| DOCUMENT EXTRACT |
This may not be a very significant blog post...but then again who knows!
I just want to write, and put something out there to the world, so here goes.
Every think yourself into a stupper?
Every desire something, but aren't patient enough to actually study or
wait for it?
At this time in my life, I'm seriously in need of other people's interaction.
This has been going on for awhile.
It's a chore for me to read, study etc...and it seems the only thing my heart
has been really open to has been learning and growing by interaction with
other people.
I am the type of person that is inspired by other people in many ways...
Other than God Himself, People/Characters and their lives are what
inspire me to study, pray, sing, and proclaim the goodness of Christ.
This can be a good thing, but also I'm beginning to wonder if it is
actually all "right". I know that every personality, and temperment has
their own way they are inspired by God.
For me it seems, a lot of the time I am drawn to God, and the Knowledge
of God, by becoming a mediator in the lives of others. Or seeing someone
other than myself in need of God, and I recognize the need in them, and
it stirs me to want God, and want to share His love.
Yet, at this time I feel like I should not let this way of inspration, take
the place of a personal relationship stirred out of my own heart and
need of God. So I've taken a few steps. I've bought a book. For me,
this is big, because I don't like reading. The name of the book is
"Crazy Love" by Francis Chan. I'm hoping that within the pages I will
be stirred even more to know, and seek out my Creator.

Free-text object descriptions
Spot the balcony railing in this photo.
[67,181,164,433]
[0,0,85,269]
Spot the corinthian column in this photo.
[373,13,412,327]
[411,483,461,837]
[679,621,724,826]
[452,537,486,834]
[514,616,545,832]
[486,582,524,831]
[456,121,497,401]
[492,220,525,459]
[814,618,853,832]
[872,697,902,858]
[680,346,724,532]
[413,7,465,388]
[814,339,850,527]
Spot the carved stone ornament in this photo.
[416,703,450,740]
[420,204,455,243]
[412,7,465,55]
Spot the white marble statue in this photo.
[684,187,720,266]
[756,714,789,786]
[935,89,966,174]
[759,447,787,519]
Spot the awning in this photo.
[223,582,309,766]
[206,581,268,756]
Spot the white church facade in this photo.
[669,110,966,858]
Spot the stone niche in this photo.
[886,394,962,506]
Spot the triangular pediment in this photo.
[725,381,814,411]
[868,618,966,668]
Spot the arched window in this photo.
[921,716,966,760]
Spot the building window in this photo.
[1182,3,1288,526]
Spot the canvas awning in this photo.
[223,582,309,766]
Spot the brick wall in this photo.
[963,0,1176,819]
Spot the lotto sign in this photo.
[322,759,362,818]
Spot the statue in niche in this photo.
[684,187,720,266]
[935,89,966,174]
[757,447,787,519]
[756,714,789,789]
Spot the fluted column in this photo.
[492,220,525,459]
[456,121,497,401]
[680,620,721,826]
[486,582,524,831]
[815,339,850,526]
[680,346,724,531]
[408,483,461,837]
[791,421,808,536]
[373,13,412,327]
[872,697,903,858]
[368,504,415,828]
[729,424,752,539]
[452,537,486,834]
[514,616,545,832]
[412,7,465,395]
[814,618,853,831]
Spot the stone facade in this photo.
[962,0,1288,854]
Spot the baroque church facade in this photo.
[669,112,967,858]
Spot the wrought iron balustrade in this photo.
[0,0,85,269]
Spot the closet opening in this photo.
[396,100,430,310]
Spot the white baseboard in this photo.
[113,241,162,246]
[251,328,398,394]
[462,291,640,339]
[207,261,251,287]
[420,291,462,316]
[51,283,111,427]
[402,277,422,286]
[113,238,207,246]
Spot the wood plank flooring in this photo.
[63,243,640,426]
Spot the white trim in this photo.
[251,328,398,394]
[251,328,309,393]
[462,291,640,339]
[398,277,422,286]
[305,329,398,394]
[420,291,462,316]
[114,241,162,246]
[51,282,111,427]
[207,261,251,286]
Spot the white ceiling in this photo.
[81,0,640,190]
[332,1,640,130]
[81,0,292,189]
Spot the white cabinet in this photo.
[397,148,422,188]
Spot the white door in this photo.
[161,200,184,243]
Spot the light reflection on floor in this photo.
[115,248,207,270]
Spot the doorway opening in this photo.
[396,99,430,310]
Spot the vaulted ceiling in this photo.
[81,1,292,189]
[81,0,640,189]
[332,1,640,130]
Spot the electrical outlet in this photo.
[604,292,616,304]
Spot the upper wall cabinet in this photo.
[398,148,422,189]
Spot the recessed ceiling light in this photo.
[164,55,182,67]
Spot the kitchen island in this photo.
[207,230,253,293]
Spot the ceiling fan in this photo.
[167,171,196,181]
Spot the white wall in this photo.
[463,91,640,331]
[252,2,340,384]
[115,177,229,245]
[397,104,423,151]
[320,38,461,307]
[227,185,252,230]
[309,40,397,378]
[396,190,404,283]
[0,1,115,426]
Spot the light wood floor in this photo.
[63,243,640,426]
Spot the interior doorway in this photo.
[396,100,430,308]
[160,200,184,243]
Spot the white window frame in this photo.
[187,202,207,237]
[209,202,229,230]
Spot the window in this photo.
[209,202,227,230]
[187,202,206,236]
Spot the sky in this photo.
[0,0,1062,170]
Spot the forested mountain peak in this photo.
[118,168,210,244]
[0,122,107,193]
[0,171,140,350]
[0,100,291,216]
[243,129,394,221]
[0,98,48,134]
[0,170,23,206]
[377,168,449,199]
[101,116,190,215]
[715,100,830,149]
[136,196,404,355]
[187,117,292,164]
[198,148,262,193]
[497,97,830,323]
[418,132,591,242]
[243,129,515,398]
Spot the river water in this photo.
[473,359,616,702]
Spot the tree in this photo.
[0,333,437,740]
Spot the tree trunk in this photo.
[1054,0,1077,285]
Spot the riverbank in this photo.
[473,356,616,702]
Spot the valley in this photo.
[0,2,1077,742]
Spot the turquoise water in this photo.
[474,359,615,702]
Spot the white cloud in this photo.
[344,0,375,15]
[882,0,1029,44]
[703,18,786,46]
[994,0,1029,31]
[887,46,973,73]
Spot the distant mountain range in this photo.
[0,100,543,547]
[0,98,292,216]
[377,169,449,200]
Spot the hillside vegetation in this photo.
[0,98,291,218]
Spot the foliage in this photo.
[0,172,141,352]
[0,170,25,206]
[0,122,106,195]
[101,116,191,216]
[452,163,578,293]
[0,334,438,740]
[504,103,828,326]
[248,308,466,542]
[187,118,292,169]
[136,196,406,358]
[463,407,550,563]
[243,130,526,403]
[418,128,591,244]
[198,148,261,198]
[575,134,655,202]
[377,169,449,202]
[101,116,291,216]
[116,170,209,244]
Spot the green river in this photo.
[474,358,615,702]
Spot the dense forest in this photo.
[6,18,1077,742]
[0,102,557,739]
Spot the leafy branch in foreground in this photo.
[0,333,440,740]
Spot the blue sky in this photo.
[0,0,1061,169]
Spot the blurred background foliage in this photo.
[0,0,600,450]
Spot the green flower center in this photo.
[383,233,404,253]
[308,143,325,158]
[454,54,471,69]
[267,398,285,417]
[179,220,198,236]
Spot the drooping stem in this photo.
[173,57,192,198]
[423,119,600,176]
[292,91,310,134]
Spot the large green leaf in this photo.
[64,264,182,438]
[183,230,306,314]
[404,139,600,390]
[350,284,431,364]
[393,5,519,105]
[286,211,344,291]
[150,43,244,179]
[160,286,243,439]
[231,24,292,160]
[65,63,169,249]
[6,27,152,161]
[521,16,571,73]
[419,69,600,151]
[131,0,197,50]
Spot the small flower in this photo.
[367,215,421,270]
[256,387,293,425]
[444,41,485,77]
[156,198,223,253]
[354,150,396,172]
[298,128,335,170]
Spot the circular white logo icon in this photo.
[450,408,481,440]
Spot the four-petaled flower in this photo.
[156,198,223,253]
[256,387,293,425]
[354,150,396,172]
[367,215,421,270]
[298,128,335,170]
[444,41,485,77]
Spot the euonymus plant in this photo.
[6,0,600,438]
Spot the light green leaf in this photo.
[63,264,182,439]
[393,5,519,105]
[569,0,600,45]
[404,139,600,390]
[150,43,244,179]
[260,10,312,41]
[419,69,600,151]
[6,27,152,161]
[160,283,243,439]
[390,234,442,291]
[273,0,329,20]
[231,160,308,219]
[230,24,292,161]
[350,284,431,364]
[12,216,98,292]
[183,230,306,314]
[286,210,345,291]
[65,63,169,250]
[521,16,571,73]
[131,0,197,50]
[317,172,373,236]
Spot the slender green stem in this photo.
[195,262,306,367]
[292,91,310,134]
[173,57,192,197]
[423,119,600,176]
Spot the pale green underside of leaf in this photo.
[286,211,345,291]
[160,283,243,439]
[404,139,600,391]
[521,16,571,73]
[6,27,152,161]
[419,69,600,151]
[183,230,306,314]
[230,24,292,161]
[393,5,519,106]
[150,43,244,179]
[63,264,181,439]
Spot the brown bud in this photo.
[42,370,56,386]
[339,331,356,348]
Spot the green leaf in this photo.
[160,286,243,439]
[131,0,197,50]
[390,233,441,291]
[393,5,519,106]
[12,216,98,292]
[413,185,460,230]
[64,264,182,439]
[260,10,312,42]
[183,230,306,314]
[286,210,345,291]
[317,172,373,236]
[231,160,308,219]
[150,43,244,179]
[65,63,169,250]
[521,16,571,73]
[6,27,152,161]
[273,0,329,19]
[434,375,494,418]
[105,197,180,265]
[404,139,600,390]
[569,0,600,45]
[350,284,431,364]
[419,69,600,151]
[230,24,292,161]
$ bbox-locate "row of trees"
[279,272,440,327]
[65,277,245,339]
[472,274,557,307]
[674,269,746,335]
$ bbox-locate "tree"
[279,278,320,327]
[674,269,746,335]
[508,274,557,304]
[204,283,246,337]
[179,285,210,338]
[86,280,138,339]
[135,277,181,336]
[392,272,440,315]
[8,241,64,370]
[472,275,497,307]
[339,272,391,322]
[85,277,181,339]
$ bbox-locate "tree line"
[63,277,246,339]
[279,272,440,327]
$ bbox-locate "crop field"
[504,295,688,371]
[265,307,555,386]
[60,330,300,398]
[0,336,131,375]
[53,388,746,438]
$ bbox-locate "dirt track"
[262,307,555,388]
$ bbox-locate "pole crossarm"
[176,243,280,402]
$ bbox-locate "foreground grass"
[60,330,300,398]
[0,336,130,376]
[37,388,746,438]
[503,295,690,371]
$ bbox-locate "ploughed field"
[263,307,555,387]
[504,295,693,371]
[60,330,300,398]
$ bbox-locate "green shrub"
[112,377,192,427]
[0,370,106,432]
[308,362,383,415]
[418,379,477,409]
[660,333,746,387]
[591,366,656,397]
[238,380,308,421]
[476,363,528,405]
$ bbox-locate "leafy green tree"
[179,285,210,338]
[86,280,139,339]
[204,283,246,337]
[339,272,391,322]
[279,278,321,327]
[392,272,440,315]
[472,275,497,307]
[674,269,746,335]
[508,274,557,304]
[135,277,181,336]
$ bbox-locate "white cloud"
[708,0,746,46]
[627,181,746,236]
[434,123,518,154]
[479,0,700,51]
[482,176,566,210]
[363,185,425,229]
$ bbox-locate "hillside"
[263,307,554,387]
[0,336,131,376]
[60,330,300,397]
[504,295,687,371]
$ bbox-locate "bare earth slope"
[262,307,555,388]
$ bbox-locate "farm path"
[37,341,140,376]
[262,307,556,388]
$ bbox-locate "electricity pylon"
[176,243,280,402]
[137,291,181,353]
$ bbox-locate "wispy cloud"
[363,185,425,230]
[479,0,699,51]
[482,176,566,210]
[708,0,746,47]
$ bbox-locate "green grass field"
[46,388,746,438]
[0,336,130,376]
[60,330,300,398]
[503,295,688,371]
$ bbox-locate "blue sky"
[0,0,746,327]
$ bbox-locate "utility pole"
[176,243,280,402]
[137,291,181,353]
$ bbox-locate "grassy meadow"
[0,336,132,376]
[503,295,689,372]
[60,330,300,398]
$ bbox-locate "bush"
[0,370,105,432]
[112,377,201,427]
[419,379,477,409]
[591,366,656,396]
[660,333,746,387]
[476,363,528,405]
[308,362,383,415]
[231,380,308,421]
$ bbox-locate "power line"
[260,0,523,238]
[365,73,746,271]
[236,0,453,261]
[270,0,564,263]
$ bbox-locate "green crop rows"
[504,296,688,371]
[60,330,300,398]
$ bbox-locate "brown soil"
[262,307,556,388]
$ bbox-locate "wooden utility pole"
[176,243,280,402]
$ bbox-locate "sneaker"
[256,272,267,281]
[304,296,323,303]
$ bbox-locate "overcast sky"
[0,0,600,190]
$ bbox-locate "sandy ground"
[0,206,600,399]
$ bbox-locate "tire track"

| COMPLETE THE FOLLOWING |
a - Summarize the blog post about seeking God in two sentences.
b - Continue the blog post about seeking God from the point where it stops.
The listing is unrelated to the text and is separate material.

| ANSWERS BY ITEM |
a - The writer explains that they are currently drawn to God mainly through interaction with other people, since seeing others' need for God stirs them to want God and share His love. Wondering whether this is entirely right, they have taken steps toward a more personal relationship with God, including buying the book "Crazy Love" by Francis Chan despite disliking reading.

b -
I know, that in order to fall more in love with God, I must first realize more
considering who He is, and what He offers.
Will I be patient enough? Will I actually sit in a room, and my mind not
be taken away by other thoughts. Can sharing become an idol?
Maybe I've just become deprived of fellowship, and that is why whenever
even the slightest thought about God that is relevant to me, pops into my
head, all I can think of doing is "share it". So I stop studying, and race
to the computer or my phone.
God, I want You to be the most important thing to Me. It's hard to keep
things in proper focus.
I seem to have feed an attitude of lack of patience when it comes to learning
most times. I like the quick fixes, or person at the other end of the line.
God, sometimes because You are not physically here beside me, I think of
You like another thing to learn. Like studying a text book, filled with things
I may, or may not ever use or experience personaly in my life.
I don't want to feel the same way about You that I felt about learning other
things in my life. I want to love You, and I want to find You.